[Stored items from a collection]
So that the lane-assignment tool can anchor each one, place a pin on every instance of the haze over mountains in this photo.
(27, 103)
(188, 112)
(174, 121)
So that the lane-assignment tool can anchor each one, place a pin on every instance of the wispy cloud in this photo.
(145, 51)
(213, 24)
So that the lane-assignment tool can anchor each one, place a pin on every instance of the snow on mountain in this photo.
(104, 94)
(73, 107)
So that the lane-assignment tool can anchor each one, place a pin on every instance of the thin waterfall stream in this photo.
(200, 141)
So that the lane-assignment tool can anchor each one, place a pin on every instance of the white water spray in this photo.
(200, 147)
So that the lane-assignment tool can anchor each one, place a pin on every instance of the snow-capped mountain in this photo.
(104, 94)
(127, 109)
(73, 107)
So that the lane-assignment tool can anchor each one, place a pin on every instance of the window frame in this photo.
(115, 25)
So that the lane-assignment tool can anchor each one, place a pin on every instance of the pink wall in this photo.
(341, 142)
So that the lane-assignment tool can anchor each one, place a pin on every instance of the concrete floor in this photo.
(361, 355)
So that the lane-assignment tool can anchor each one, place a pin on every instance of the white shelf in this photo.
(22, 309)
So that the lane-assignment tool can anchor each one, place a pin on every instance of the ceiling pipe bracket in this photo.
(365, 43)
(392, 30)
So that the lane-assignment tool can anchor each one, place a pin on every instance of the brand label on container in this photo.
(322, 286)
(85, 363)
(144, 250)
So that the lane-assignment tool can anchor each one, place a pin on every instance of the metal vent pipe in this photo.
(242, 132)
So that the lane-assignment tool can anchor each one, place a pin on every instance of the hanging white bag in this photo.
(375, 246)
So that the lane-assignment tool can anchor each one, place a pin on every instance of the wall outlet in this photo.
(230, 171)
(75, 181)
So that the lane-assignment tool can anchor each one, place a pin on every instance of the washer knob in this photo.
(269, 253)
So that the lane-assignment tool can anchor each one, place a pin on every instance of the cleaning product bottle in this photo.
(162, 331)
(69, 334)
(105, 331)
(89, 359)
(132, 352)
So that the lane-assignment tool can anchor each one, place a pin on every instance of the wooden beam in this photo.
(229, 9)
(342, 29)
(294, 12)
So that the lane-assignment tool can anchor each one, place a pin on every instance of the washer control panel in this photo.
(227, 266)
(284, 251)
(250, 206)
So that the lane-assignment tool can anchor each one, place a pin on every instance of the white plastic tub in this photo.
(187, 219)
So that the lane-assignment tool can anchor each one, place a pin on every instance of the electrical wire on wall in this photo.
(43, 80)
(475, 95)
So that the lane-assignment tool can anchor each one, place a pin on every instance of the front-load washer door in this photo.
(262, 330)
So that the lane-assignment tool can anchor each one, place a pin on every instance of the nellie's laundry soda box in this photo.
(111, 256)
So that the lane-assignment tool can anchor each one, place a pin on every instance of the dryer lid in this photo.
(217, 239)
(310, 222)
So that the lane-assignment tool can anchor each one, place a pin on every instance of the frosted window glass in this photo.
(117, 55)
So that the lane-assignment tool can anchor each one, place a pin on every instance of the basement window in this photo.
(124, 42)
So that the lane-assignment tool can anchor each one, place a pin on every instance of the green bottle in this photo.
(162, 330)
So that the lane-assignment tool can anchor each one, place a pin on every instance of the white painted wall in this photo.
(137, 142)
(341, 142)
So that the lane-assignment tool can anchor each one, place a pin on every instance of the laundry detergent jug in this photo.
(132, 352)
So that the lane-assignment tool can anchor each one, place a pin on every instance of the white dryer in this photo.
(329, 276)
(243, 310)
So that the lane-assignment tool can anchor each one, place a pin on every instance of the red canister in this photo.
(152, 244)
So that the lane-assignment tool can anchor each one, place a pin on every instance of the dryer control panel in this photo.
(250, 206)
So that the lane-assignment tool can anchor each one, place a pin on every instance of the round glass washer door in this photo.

# [To do]
Each line from the one containing "green bottle in this photo." to the end of the records should be echoed exactly, and no other line.

# [Solution to this task]
So that the lane-assignment tool can anchor each one, place a pin on every instance of the green bottle in this photo.
(162, 330)
So that the lane-assignment tool can anchor each one, place a pin on every instance of the white painted wall in this photo.
(137, 142)
(341, 142)
So that the lane-assignment tool can anchor each one, place a pin on every instance of the laundry detergent jug in this photo.
(132, 352)
So that the lane-assignment tool can anchor each one, place a pin on every instance of the white dryer in this photo.
(329, 276)
(243, 310)
So that the lane-assignment tool can anchor each one, place a pin on every instance of the red canister in this photo.
(152, 244)
So that the lane-assignment tool can anchor each one, place a pin on every instance of the dryer control panel in this photo.
(250, 206)
So that the lane-assignment tool can anchor each one, place a pin on every instance of the round glass washer door in this photo.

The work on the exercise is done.